'''

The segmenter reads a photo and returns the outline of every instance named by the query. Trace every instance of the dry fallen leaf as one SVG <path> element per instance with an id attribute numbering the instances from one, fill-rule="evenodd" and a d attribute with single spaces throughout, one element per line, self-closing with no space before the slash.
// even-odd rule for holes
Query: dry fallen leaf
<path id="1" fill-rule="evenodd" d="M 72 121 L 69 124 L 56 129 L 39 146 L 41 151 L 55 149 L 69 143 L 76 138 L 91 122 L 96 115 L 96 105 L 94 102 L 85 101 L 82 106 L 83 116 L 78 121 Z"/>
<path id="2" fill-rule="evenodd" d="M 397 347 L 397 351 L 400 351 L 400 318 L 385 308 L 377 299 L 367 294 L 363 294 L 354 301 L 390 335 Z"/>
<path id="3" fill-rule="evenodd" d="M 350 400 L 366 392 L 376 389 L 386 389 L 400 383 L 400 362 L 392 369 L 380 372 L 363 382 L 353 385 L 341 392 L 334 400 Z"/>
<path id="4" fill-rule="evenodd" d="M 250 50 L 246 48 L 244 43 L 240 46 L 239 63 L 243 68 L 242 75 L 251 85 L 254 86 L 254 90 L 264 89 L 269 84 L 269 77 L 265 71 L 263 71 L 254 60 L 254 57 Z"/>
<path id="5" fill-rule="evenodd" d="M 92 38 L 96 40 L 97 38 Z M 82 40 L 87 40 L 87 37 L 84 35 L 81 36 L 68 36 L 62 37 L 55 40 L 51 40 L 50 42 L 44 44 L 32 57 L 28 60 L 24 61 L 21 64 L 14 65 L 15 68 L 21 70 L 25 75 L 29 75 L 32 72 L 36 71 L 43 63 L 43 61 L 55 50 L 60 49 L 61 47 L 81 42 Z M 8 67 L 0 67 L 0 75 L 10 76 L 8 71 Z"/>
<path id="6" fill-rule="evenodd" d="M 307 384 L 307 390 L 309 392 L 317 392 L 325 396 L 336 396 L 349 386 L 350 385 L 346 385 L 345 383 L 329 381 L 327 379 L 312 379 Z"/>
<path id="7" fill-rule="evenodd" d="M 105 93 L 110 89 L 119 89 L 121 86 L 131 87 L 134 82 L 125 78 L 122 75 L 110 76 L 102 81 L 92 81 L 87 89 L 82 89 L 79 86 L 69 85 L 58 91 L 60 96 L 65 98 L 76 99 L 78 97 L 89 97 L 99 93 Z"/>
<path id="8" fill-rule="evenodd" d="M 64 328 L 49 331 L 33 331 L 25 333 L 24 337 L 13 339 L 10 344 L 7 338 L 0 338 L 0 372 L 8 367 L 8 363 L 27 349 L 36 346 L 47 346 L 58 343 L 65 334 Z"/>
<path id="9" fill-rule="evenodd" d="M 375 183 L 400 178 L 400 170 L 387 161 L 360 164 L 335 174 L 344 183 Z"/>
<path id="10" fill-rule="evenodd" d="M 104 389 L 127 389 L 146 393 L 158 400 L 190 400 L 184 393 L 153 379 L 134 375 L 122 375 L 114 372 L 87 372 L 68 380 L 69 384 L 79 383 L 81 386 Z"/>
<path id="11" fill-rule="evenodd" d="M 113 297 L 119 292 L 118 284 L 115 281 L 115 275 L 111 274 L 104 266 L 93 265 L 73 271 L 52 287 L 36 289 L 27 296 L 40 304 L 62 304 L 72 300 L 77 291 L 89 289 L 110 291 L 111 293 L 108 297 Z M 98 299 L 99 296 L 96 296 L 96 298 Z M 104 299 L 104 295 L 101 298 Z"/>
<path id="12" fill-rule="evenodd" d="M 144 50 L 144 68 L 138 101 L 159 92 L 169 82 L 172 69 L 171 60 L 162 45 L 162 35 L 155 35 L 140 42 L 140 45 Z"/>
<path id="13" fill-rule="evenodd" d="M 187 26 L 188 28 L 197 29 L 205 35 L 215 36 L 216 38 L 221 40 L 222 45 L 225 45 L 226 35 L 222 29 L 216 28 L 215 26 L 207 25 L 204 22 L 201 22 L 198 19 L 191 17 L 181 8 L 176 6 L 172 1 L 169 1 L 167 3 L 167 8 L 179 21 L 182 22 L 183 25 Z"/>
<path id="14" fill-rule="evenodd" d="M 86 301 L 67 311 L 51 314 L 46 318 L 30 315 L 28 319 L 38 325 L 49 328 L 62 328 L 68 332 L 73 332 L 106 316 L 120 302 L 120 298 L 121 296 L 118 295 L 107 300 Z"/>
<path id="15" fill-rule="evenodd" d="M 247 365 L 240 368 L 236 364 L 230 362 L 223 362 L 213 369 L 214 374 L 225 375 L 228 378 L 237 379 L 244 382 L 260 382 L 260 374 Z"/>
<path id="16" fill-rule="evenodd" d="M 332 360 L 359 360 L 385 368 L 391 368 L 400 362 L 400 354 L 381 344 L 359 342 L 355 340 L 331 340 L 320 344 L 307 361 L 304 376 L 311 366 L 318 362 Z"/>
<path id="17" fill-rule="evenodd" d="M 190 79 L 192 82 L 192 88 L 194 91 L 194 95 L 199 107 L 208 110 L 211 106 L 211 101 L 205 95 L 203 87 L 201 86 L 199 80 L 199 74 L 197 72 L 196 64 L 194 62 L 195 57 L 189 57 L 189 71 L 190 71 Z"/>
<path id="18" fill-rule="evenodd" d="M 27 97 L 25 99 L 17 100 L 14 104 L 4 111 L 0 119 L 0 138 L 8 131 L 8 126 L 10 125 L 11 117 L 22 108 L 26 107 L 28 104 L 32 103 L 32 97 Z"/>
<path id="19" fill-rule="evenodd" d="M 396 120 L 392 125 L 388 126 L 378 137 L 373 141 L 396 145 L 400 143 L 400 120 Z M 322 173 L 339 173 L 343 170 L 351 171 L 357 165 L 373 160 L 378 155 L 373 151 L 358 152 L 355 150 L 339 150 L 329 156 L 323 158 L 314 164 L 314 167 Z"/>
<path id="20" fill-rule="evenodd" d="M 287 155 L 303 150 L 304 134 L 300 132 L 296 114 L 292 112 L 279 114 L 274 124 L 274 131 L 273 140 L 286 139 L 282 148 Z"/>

'''

Work request =>
All of the data should be retyped exactly.

Output for this task =>
The segmenter reads a photo and returns the outline of every instance named by the query. Trace every instance of the dry fallen leaf as one SVG <path> element per instance with an id attribute numbering the instances from one, fill-rule="evenodd" and a d attribute with single spaces throughout, one element per line, self-closing with no space before the slash.
// even-odd rule for holes
Query: dry fallen leaf
<path id="1" fill-rule="evenodd" d="M 72 121 L 69 124 L 56 129 L 39 146 L 41 151 L 55 149 L 69 143 L 76 138 L 91 122 L 96 115 L 96 105 L 94 102 L 85 101 L 82 106 L 83 116 L 78 121 Z"/>
<path id="2" fill-rule="evenodd" d="M 397 347 L 397 351 L 400 351 L 400 318 L 385 308 L 377 299 L 367 294 L 363 294 L 354 301 L 390 335 Z"/>
<path id="3" fill-rule="evenodd" d="M 350 400 L 366 392 L 376 389 L 386 389 L 400 383 L 400 362 L 392 369 L 380 372 L 363 382 L 353 385 L 341 392 L 334 400 Z"/>
<path id="4" fill-rule="evenodd" d="M 250 50 L 246 48 L 244 43 L 240 46 L 239 63 L 243 68 L 242 75 L 251 85 L 254 86 L 254 90 L 264 89 L 269 84 L 269 77 L 265 71 L 263 71 L 254 60 L 254 57 Z"/>
<path id="5" fill-rule="evenodd" d="M 92 38 L 96 40 L 97 38 Z M 82 40 L 87 40 L 87 37 L 84 35 L 81 36 L 68 36 L 62 37 L 55 40 L 51 40 L 50 42 L 44 44 L 32 57 L 28 60 L 24 61 L 21 64 L 14 65 L 15 68 L 21 70 L 25 75 L 29 75 L 32 72 L 36 71 L 43 63 L 43 61 L 55 50 L 60 49 L 61 47 L 81 42 Z M 8 67 L 0 67 L 0 75 L 10 76 L 8 71 Z"/>
<path id="6" fill-rule="evenodd" d="M 307 384 L 307 390 L 309 392 L 317 392 L 325 396 L 336 396 L 349 386 L 350 385 L 346 385 L 345 383 L 329 381 L 327 379 L 312 379 Z"/>
<path id="7" fill-rule="evenodd" d="M 105 93 L 110 89 L 119 89 L 121 86 L 131 87 L 134 82 L 125 78 L 122 75 L 110 76 L 102 81 L 92 81 L 87 89 L 82 89 L 79 86 L 69 85 L 58 91 L 60 96 L 65 98 L 76 99 L 78 97 L 89 97 L 99 93 Z"/>
<path id="8" fill-rule="evenodd" d="M 64 328 L 49 331 L 33 331 L 25 333 L 24 337 L 13 339 L 10 344 L 7 338 L 0 338 L 0 372 L 8 367 L 8 363 L 27 349 L 36 346 L 47 346 L 58 343 L 65 334 Z"/>
<path id="9" fill-rule="evenodd" d="M 375 183 L 400 178 L 400 170 L 387 161 L 360 164 L 335 174 L 344 183 Z"/>
<path id="10" fill-rule="evenodd" d="M 104 389 L 127 389 L 146 393 L 158 400 L 190 400 L 184 393 L 153 379 L 134 375 L 122 375 L 114 372 L 87 372 L 68 380 L 69 384 L 79 383 L 81 386 Z"/>
<path id="11" fill-rule="evenodd" d="M 113 297 L 119 292 L 118 284 L 115 281 L 115 275 L 111 274 L 104 266 L 93 265 L 73 271 L 52 287 L 36 289 L 27 296 L 40 304 L 62 304 L 72 300 L 77 291 L 89 289 L 110 291 L 111 293 L 108 297 Z M 98 299 L 99 296 L 96 296 L 96 298 Z M 104 299 L 104 295 L 101 298 Z"/>
<path id="12" fill-rule="evenodd" d="M 144 50 L 144 68 L 138 101 L 159 92 L 169 82 L 172 69 L 171 60 L 162 45 L 162 35 L 155 35 L 140 42 L 140 45 Z"/>
<path id="13" fill-rule="evenodd" d="M 187 26 L 188 28 L 197 29 L 205 35 L 215 36 L 216 38 L 221 40 L 222 45 L 225 45 L 226 35 L 222 29 L 216 28 L 215 26 L 207 25 L 204 22 L 201 22 L 198 19 L 191 17 L 181 8 L 176 6 L 172 1 L 169 1 L 167 3 L 167 8 L 179 21 L 182 22 L 183 25 Z"/>
<path id="14" fill-rule="evenodd" d="M 86 301 L 67 311 L 51 314 L 46 318 L 30 315 L 28 319 L 38 325 L 49 328 L 62 328 L 68 332 L 73 332 L 106 316 L 120 302 L 120 298 L 121 296 L 118 295 L 107 300 Z"/>
<path id="15" fill-rule="evenodd" d="M 247 365 L 240 368 L 236 364 L 230 362 L 223 362 L 213 369 L 214 374 L 225 375 L 228 378 L 237 379 L 244 382 L 260 382 L 260 374 Z"/>
<path id="16" fill-rule="evenodd" d="M 332 360 L 359 360 L 385 368 L 391 368 L 400 362 L 400 354 L 381 344 L 359 342 L 355 340 L 331 340 L 320 344 L 307 361 L 304 376 L 311 366 L 318 362 Z"/>
<path id="17" fill-rule="evenodd" d="M 190 79 L 192 82 L 192 88 L 194 91 L 194 95 L 199 107 L 208 110 L 211 106 L 211 101 L 205 95 L 203 87 L 201 86 L 199 80 L 199 74 L 197 72 L 196 64 L 194 62 L 195 57 L 189 57 L 189 71 L 190 71 Z"/>
<path id="18" fill-rule="evenodd" d="M 27 97 L 25 99 L 17 100 L 14 104 L 4 111 L 0 119 L 0 138 L 8 131 L 8 126 L 10 125 L 11 117 L 22 108 L 26 107 L 28 104 L 32 103 L 32 97 Z"/>
<path id="19" fill-rule="evenodd" d="M 396 120 L 392 125 L 388 126 L 378 137 L 373 141 L 396 145 L 400 143 L 400 120 Z M 322 173 L 339 173 L 343 170 L 351 171 L 357 165 L 373 160 L 378 155 L 373 151 L 358 152 L 355 150 L 339 150 L 329 156 L 323 158 L 314 164 L 314 167 Z"/>
<path id="20" fill-rule="evenodd" d="M 287 155 L 303 150 L 304 134 L 300 132 L 296 114 L 292 112 L 279 114 L 274 124 L 274 131 L 273 140 L 286 139 L 282 148 Z"/>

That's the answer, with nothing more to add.